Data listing
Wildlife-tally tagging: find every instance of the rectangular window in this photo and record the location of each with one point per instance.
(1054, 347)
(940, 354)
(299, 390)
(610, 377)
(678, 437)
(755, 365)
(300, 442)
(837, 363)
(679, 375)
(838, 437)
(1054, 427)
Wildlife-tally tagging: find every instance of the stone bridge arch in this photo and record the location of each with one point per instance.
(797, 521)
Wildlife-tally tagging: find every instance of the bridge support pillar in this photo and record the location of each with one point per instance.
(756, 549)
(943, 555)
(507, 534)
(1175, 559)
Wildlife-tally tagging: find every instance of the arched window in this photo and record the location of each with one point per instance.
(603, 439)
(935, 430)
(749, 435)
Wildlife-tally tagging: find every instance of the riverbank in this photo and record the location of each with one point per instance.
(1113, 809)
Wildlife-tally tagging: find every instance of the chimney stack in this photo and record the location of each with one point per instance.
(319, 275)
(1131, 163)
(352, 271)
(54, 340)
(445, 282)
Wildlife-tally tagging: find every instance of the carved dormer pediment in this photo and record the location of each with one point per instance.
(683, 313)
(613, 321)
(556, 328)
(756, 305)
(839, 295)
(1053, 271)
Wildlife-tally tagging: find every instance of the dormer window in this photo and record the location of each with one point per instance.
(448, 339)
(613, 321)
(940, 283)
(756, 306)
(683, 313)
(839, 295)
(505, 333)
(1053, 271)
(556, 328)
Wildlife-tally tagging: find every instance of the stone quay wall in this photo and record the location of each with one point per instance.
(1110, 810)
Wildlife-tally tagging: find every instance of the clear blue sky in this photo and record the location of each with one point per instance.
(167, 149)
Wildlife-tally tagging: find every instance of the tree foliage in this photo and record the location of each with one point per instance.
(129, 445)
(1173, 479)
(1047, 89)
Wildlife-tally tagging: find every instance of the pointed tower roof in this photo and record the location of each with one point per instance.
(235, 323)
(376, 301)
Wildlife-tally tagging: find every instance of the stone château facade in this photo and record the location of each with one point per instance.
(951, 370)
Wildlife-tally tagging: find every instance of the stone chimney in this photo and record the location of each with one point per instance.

THE PROBLEM:
Render the lines from the one containing "Wildlife-tally tagging: find every instance of the pointed" through the end of the data listing, both included, as a JSON list of strings with one string per line and blank lines omitted.

EXPECTED ANSWER:
[
  "Wildlife-tally tagging: find every instance of the pointed tower roof in this photo and record the location of each with one point per instance.",
  "(235, 323)",
  "(376, 301)",
  "Wildlife-tally tagging: find every instance of the stone château facade in this photo and record the location of each with one point per instance.",
  "(951, 370)",
  "Wildlife-tally tagging: find every instance of the stone chimney in this photo and record the location of each with one point per instance."
]